Work to do
Swap every "each" in the rows below for "every" and keep everything else the same. Leave the pictures out of your answer.
[BEGIN Available records]
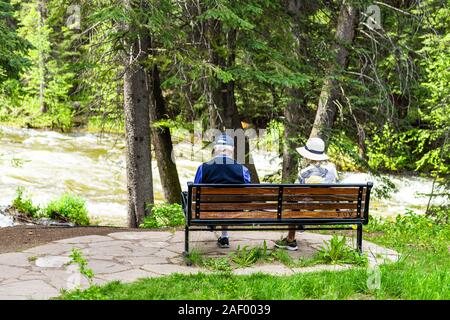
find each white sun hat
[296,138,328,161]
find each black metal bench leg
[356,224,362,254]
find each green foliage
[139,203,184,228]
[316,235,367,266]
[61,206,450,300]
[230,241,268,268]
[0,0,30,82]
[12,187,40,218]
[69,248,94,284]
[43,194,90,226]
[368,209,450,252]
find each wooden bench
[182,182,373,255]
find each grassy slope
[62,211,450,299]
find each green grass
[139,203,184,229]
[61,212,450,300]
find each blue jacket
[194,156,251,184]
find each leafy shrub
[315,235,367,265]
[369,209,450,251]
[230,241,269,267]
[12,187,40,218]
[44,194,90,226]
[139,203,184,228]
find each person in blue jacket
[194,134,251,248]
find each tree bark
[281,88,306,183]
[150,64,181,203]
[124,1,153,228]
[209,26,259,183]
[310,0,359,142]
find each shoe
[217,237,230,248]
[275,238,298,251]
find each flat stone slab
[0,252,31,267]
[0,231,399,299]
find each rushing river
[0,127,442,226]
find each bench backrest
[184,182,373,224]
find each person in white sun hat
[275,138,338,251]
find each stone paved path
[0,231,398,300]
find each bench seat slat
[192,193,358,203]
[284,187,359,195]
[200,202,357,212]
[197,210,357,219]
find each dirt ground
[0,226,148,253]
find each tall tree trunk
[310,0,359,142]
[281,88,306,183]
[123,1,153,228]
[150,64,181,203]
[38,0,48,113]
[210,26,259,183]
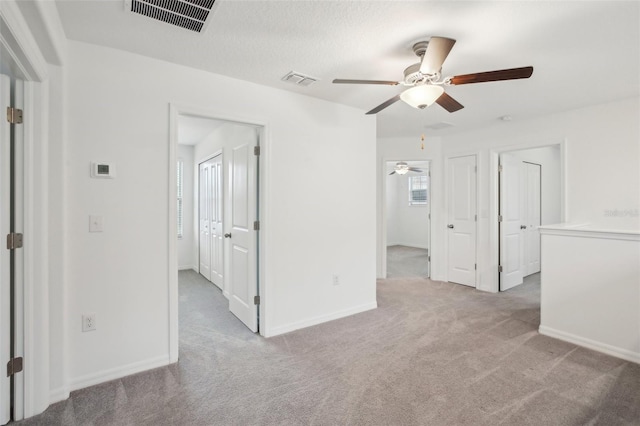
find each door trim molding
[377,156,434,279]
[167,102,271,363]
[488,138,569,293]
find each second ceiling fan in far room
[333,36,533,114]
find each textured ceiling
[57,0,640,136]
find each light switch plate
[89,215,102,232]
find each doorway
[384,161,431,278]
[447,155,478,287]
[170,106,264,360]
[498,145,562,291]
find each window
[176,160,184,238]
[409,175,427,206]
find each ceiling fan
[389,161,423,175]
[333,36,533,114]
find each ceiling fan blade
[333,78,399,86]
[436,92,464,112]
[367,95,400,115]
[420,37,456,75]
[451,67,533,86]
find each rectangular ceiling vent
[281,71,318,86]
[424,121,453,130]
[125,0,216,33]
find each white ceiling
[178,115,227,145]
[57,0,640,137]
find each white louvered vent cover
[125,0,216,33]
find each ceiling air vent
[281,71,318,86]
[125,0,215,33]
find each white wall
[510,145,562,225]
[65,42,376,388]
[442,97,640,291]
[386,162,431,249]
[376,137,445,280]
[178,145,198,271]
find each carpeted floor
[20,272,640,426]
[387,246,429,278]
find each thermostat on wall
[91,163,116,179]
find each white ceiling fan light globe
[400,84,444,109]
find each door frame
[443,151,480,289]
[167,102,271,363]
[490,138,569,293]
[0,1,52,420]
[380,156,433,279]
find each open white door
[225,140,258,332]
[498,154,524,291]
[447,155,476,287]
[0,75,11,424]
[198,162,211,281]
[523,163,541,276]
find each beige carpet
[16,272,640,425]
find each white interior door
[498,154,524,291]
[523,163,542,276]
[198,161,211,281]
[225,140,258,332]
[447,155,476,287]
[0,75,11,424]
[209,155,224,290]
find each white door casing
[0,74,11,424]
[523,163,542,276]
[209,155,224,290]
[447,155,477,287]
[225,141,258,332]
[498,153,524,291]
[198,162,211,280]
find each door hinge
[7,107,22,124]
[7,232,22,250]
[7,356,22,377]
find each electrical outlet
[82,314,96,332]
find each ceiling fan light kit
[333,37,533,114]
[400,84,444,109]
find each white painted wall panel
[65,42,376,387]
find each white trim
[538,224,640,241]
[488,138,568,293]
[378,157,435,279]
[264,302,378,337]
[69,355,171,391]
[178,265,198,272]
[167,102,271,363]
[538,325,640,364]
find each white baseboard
[END Available records]
The output
find every white sun hat
[296,138,328,161]
find every black metal bench leg
[356,224,362,254]
find every green foliage
[139,203,184,228]
[316,235,367,266]
[61,206,450,300]
[230,241,268,268]
[0,0,30,82]
[12,187,40,218]
[69,248,94,284]
[43,194,90,226]
[368,209,450,252]
find every wooden bench
[182,182,373,255]
find every grassy slope
[62,211,450,299]
find every green grass
[139,203,184,229]
[61,212,450,300]
find every blue jacket
[194,156,251,184]
find every leafy shrub
[315,235,367,265]
[369,209,450,251]
[230,241,269,267]
[12,187,40,218]
[44,194,90,226]
[139,203,184,228]
find every person in blue jacket
[194,134,251,248]
find every tree bark
[281,88,306,183]
[150,64,181,203]
[124,1,153,228]
[209,26,259,183]
[310,0,359,142]
find every shoe
[217,237,230,248]
[275,238,298,251]
find every flat stone slab
[0,252,31,267]
[0,231,399,299]
find every rushing river
[0,127,442,226]
find every bench backrest
[184,182,373,224]
find every person in white sun hat
[275,138,338,251]
find every stone paved path
[0,231,398,300]
find every bench seat slat
[192,193,358,203]
[284,187,359,195]
[200,202,357,212]
[197,210,357,219]
find every dirt ground
[0,226,148,253]
find every tall tree trunk
[310,0,359,142]
[281,88,306,183]
[123,1,153,228]
[150,64,181,203]
[38,0,48,113]
[210,26,259,183]
find every door trim molding
[377,156,434,279]
[167,102,271,363]
[488,138,569,293]
find every second ceiling fan in far room
[333,36,533,114]
find every textured ceiling
[57,0,640,136]
find every light switch plate
[89,215,102,232]
find every doorway
[384,161,431,278]
[447,155,478,287]
[170,106,264,360]
[498,145,562,291]
find every window
[176,160,184,238]
[409,175,427,206]
find every ceiling fan
[389,161,423,175]
[333,36,533,114]
find every ceiling fan blade
[333,78,399,86]
[436,92,464,112]
[367,95,400,115]
[420,37,456,75]
[451,67,533,86]
find every rectangular ceiling vent
[281,71,318,86]
[424,121,453,130]
[125,0,216,33]
find every white ceiling
[178,115,227,145]
[57,0,640,137]
find every white louvered vent cover
[125,0,216,33]
find every ceiling air vent
[281,71,318,86]
[125,0,215,33]
find every white wall
[510,145,562,225]
[65,42,376,388]
[442,97,640,291]
[386,162,431,249]
[376,137,445,280]
[178,145,198,271]
find every carpeted floor
[20,272,640,426]
[387,246,429,278]
find every thermostat on wall
[91,163,116,179]
find every white ceiling fan light globe
[400,84,444,109]
find every door frame
[443,151,480,289]
[167,102,271,363]
[490,138,569,293]
[0,1,52,420]
[380,156,433,279]
find every open white door
[225,140,258,332]
[498,154,524,291]
[447,155,476,287]
[0,75,11,424]
[198,162,211,281]
[523,163,541,276]
find every beige carpet
[16,272,640,425]
find every white interior door
[498,154,524,291]
[523,163,542,276]
[198,161,211,281]
[225,140,258,332]
[447,155,476,287]
[0,75,11,424]
[209,155,224,290]
find every white door casing
[0,74,11,424]
[523,163,542,276]
[209,155,224,290]
[447,155,477,287]
[225,141,258,332]
[498,153,524,291]
[198,162,211,280]
find every door hinge
[7,107,22,124]
[7,232,22,250]
[7,356,22,377]
find every electrical outlet
[82,314,96,332]
find every ceiling fan light kit
[333,37,533,114]
[400,84,444,109]
find every white painted wall panel
[65,42,376,387]
find every white trim
[538,224,640,241]
[488,138,568,293]
[378,157,435,279]
[264,302,378,337]
[69,355,171,391]
[178,265,198,272]
[167,102,271,363]
[538,325,640,364]
find every white baseboard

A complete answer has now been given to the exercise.